→ ZIEL
Ordne in den Datensätzen unten nur die Zeilen von der Zeile mit "Would it be possible for you to identify the statue's" bis zur Zeile mit "65,74,90,119", beide eingeschlossen, als JSON-Liste von Zeichenketten an. Jede Zeile wird zu einer Zeichenkette, Leerzeilen fallen weg.

→ Gespeicherte Einträge
════════════════

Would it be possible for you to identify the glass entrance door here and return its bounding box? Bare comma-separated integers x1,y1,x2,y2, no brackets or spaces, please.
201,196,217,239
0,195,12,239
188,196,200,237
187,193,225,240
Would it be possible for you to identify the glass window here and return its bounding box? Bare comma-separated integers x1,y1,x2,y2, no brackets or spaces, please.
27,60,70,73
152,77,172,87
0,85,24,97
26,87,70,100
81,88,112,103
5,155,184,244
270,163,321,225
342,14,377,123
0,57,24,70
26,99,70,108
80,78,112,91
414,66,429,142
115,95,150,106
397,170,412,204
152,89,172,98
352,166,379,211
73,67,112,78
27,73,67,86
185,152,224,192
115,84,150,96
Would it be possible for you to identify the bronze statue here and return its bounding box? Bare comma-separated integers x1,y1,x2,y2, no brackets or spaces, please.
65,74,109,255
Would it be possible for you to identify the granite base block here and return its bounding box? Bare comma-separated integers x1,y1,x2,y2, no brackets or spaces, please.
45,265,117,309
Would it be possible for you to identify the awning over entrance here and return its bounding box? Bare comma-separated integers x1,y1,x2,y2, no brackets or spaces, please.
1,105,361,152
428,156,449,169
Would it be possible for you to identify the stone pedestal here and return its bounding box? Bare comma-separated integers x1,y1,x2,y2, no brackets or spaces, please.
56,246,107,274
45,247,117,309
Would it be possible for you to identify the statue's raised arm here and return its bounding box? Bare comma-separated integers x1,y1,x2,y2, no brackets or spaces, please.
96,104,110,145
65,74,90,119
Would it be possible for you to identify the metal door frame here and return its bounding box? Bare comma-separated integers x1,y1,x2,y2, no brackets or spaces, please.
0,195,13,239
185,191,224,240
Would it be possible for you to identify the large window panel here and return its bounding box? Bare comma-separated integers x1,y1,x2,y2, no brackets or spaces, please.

════════════════

→ ANTWORT
[
  "Would it be possible for you to identify the statue's raised arm here and return its bounding box? Bare comma-separated integers x1,y1,x2,y2, no brackets or spaces, please.",
  "96,104,110,145",
  "65,74,90,119"
]